A pesar de ser un miembro vital del partido bolchevique, el legado intelectual del disidente comunista Víctor Serge fue apropiado por los liberales occidentales. Sin embargo, lejos de ser un precursor de la ideología de la Guerra Fría, sus escritos tardíos en México revelan un revolucionario comprometido hasta sus últimos días con el horizonte emancipatorio.

La obra de Víctor Serge ocupa un lugar central en la historia intelectual de la izquierda del siglo XX. Partícipe de la revolución rusa y víctima de los excesos estalinistas, su voz nos llega desde el corazón del torbellino que azotó Europa en las primeras décadas del siglo y sirvió de vehículo para el triunfo del comunismo en Rusia. 

Serge fue un testigo de implacable lucidez. La potencia testimonial de su obra se adelanta a la de autores como Primo Levi, y los claroscuros de su vida podrían servir de modelo para Winston Smith, el protagonista de la novela de George Orwell 1984. Al mismo tiempo, su devoción por la libertad antecede, de distintas formas, a los postulados liberales que durante la segunda mitad del siglo XX convirtieron al anticomunismo en un nuevo sentido común del debate ideológico internacional.

Tras su muerte en 1947, muchos de sus colaboradores e interlocutores se alejaron del socialismo y transitaron hacia el campo del liberalismo de la guerra fría. Éste último —marcado por el desencanto con el autoritarismo soviético y erigido sobre la convicción absoluta de que no había futuro para el socialismo después de los abusos estalinistas— se convirtió en el núcleo de un nuevo sentido común en los circuitos intelectuales de élite del Atlántico Norte que permaneció intacto hasta fechas muy recientes. Leída a través del prisma del anticomunismo, la obra de Serge fue entendida y promovida como uno de los alegatos más potentes a favor del liberalismo y celebrada por su lucidez moral y valor intelectual. 

Sin embargo, una lectura detenida de sus escritos durante su estancia en México (1941-1947) devela que, a pesar de los esfuerzos de algunos de sus seguidores por declararlo un antecesor del liberalismo de la guerra fría, Víctor Serge fue siempre un bolchevique convencido. El análisis de sus diarios —inéditos en castellano— sugiere con firmeza que su devoción revolucionaria debe ser retomada para contribuir a la conformación de un nuevo horizonte para la izquierda. 

Las cenizas del estalinismo

En julio de 1945, Natalia Sedova recibió a Víctor Serge en su casa al sur de la Ciudad de México. Fue un encuentro marcado por el asombro. Ante la presencia de la viuda de Trotsky, el escritor belga pasó largo rato absorto mirando los lomos de los volúmenes que poblaban los libreros de la casa: en sus estantes reconoció viejos textos que había disfrutado, analizado y discutido durante su juvenil y frenético tránsito por la catástrofe europea de principios del siglo XX. Eran, consigna en sus Cuadernos, «libros del pasado, libros que fueron destruidos, cuyos autores fueron destruidos, libros de una generación que sacudió al mundo» y a la cual ambos exiliados —y el fantasma de Trotsky que recorría la casa de Coyoacán— pertenecían con orgullo.
·····
_Tu objetivo_
Traduce al inglés esta oración del texto sobre Víctor Serge: «En julio de 1945, Natalia Sedova recibió a Víctor Serge en su casa al sur de la Ciudad de México».
·····
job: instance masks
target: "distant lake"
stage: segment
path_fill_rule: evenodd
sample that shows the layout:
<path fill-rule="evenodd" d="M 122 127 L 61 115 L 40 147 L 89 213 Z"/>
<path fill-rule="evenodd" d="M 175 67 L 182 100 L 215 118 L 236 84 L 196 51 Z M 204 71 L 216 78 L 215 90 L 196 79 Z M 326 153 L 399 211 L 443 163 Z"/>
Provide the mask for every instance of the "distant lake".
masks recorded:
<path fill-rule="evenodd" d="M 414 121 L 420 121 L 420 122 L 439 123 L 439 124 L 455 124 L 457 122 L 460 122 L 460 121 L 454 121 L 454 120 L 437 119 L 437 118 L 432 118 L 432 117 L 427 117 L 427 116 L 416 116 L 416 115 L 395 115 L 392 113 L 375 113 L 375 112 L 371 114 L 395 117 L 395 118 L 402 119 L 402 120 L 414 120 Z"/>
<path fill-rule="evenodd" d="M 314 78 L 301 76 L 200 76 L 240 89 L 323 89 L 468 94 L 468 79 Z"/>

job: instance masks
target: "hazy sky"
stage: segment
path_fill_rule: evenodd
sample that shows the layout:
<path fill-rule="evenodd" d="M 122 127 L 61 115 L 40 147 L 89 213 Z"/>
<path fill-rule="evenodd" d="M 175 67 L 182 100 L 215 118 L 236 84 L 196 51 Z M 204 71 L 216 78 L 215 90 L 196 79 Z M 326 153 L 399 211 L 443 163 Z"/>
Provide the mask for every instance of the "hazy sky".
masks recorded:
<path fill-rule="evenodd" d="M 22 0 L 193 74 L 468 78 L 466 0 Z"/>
·····
_Tu respuesta_
In July 1945, Natalia Sedova received Víctor Serge at her home in the south of Mexico City.